Task instructions: Only an exact, line-for-line copy of the data will serve as the answer.

━━━━━━━━━━

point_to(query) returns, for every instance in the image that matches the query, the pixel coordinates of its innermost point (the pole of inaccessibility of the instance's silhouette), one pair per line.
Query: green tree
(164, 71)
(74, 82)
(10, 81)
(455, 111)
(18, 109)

━━━━━━━━━━

Task solution:
point_to(query) returns, for every instance in the image that matches the query, the pixel coordinates of its innermost point (the pole of inaccessibility of the instance's silhouette), one pair per line.
Query: green tree
(164, 71)
(74, 82)
(10, 81)
(455, 111)
(18, 109)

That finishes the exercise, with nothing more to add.